• YOUR TASK: What you return must be the lines of the data that hold the word "feather".

• INPUT DATA:
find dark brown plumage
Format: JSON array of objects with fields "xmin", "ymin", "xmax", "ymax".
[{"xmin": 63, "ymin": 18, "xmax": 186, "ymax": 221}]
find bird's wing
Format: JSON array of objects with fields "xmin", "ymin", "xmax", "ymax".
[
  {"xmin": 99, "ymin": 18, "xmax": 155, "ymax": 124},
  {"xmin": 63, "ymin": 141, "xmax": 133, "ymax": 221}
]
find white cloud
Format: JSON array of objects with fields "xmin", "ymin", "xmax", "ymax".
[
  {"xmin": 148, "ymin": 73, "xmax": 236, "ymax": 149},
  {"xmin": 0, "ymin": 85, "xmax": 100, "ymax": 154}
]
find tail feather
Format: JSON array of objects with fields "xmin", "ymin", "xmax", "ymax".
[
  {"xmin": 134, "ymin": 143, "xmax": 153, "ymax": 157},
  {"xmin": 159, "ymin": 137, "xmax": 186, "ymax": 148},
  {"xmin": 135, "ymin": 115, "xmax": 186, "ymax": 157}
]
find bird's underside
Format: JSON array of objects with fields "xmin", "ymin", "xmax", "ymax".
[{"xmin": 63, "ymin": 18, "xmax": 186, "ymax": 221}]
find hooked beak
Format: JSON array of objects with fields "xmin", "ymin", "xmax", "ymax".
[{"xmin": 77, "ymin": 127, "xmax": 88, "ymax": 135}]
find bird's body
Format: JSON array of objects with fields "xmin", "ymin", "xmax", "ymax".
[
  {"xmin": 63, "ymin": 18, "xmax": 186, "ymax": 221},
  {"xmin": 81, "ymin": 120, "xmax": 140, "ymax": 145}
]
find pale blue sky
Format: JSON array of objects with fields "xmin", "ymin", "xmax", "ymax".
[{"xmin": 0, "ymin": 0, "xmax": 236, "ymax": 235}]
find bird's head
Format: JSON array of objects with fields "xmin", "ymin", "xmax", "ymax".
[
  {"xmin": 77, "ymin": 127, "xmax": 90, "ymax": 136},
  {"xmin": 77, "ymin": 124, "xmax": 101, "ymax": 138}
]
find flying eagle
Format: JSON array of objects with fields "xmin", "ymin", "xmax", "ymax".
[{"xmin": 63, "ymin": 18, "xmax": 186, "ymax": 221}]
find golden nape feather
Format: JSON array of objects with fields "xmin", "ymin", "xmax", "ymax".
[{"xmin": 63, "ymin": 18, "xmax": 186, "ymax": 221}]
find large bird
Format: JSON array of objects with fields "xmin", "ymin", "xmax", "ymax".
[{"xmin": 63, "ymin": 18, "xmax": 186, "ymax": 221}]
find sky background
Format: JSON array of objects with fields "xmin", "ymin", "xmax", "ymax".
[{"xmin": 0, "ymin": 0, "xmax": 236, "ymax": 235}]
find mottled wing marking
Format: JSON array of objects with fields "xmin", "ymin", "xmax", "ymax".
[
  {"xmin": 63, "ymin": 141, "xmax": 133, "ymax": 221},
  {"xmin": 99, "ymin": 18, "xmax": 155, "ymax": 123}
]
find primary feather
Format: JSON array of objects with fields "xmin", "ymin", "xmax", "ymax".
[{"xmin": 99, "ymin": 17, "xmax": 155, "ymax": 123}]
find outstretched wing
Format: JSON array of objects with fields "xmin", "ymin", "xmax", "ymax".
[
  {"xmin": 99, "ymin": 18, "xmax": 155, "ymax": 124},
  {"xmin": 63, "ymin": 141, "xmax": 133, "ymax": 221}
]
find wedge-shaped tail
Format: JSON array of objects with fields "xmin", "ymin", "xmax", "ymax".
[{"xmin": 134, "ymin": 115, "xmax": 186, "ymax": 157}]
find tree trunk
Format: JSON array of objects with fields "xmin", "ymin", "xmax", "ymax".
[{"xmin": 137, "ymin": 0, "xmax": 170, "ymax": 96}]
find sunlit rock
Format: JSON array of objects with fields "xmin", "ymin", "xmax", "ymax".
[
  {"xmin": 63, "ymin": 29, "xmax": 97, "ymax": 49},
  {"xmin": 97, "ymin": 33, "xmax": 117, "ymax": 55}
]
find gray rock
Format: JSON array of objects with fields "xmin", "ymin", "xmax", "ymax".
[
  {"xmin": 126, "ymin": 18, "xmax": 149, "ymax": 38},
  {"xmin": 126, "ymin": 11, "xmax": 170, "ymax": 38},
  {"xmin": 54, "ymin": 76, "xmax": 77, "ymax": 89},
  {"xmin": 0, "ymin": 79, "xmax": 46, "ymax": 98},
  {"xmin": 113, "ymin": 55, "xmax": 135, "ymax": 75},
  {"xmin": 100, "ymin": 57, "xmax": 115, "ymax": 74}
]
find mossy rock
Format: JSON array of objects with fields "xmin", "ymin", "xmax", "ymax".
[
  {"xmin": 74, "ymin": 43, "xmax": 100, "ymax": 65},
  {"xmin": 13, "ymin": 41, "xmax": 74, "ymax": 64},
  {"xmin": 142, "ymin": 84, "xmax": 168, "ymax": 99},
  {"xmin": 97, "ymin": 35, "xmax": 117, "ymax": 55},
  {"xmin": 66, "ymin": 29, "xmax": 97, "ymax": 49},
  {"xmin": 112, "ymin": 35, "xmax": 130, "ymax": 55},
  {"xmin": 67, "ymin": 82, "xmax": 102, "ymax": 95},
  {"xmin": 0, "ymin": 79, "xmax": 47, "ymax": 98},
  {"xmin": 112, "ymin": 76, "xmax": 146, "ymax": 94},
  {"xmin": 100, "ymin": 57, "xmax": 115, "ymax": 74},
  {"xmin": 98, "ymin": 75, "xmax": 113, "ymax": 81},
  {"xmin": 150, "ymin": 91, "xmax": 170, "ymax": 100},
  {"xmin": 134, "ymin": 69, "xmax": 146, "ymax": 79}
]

• TASK ANSWER:
find tail feather
find golden nape feather
find primary feather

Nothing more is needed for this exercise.